Dataset items:
↓↓↓
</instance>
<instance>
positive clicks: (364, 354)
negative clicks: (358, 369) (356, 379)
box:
↑↑↑
**Problem requirements:** Output the records once more, exactly as they stand.

**Result of the exercise:**
</instance>
<instance>
positive clicks: (364, 354)
negative clicks: (358, 369) (356, 379)
box:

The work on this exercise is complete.